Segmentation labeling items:

○ ○ ○

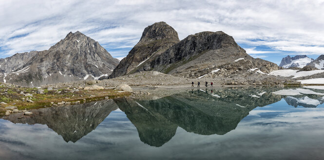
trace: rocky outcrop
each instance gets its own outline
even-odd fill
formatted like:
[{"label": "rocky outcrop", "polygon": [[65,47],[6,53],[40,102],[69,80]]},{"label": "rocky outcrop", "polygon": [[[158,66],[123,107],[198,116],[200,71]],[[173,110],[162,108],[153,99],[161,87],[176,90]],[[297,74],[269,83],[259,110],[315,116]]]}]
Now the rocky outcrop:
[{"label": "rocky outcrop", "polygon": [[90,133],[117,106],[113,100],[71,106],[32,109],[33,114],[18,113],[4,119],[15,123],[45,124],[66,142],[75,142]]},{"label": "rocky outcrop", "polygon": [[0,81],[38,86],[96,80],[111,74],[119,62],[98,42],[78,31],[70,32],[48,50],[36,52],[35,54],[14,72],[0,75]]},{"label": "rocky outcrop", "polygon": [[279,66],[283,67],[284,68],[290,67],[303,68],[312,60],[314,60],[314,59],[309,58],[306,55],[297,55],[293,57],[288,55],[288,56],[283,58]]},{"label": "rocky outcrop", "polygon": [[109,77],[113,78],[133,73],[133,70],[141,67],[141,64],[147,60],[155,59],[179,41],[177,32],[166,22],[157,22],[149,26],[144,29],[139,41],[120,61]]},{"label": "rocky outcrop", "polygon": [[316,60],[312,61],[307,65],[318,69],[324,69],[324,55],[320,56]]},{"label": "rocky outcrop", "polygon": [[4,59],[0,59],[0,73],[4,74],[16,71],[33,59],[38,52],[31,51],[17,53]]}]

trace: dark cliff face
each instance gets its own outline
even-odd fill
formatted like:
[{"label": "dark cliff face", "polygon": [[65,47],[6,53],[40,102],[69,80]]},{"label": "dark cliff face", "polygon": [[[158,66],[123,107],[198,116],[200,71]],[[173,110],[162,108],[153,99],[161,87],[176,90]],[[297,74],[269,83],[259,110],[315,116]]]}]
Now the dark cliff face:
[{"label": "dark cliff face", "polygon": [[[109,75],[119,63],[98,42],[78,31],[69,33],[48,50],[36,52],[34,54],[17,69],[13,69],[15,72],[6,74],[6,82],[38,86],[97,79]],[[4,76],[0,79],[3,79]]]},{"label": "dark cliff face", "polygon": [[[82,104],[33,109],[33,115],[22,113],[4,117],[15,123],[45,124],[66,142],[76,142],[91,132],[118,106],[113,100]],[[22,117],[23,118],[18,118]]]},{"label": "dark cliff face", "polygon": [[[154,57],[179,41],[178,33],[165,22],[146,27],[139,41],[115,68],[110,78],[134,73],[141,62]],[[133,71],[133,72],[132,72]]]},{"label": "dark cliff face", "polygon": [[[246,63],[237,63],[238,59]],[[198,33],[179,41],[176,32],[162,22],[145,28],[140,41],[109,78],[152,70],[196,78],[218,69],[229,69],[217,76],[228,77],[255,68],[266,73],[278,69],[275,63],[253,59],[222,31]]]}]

○ ○ ○

Your goal:
Repeat every line of the records above word for word, leaving out the pictures.

Reply to the task:
trace: rocky outcrop
each instance gets its own outline
even-odd fill
formatted like:
[{"label": "rocky outcrop", "polygon": [[65,47],[6,53],[40,102],[69,80]]},{"label": "rocky outcrop", "polygon": [[[158,66],[123,107],[198,116],[200,71]],[[173,110],[162,108],[153,99],[161,87],[176,90]],[[297,74],[269,83],[259,110],[315,116]]]}]
Now the rocky outcrop:
[{"label": "rocky outcrop", "polygon": [[90,133],[117,106],[113,100],[71,106],[32,109],[33,114],[18,113],[4,119],[15,123],[45,124],[66,142],[75,142]]},{"label": "rocky outcrop", "polygon": [[0,81],[38,86],[96,80],[111,74],[119,62],[98,42],[78,31],[70,32],[48,50],[36,52],[35,54],[14,72],[0,75]]},{"label": "rocky outcrop", "polygon": [[279,66],[283,67],[284,68],[290,67],[303,68],[312,60],[314,60],[314,59],[309,58],[306,55],[297,55],[293,57],[288,55],[288,56],[283,58]]},{"label": "rocky outcrop", "polygon": [[109,77],[113,78],[133,73],[133,70],[141,67],[141,64],[147,60],[155,59],[179,41],[177,32],[166,22],[157,22],[149,26],[144,29],[139,41],[120,61]]},{"label": "rocky outcrop", "polygon": [[316,60],[312,61],[307,65],[318,69],[324,69],[324,55],[320,56]]},{"label": "rocky outcrop", "polygon": [[4,59],[0,59],[0,73],[4,74],[16,71],[33,59],[38,52],[31,51],[17,53]]}]

trace: dark cliff face
each instance gets its own outline
even-odd fill
formatted like:
[{"label": "dark cliff face", "polygon": [[65,47],[6,53],[40,102],[69,80]]},{"label": "dark cliff face", "polygon": [[[158,66],[123,107],[198,116],[200,71]],[[173,110],[162,108],[153,99],[161,87],[176,90]],[[297,74],[269,83],[259,110],[315,116]]]}]
Now the dark cliff face:
[{"label": "dark cliff face", "polygon": [[[109,75],[119,63],[98,42],[78,31],[69,33],[48,50],[36,52],[34,54],[17,69],[13,69],[15,72],[6,74],[6,82],[38,86],[97,79]],[[4,76],[0,79],[3,79]]]},{"label": "dark cliff face", "polygon": [[[82,104],[33,109],[33,115],[22,113],[4,117],[15,123],[45,124],[66,142],[76,142],[91,132],[118,106],[113,100]],[[22,117],[23,118],[18,118]]]},{"label": "dark cliff face", "polygon": [[[154,57],[179,41],[178,33],[165,22],[146,27],[139,41],[115,68],[110,78],[134,73],[141,62]],[[133,71],[133,72],[132,72]]]},{"label": "dark cliff face", "polygon": [[[246,63],[237,63],[238,59]],[[198,33],[179,41],[176,32],[162,22],[145,28],[140,41],[109,78],[152,70],[196,78],[218,69],[229,69],[217,76],[228,77],[255,68],[266,73],[278,69],[275,63],[253,59],[222,31]]]}]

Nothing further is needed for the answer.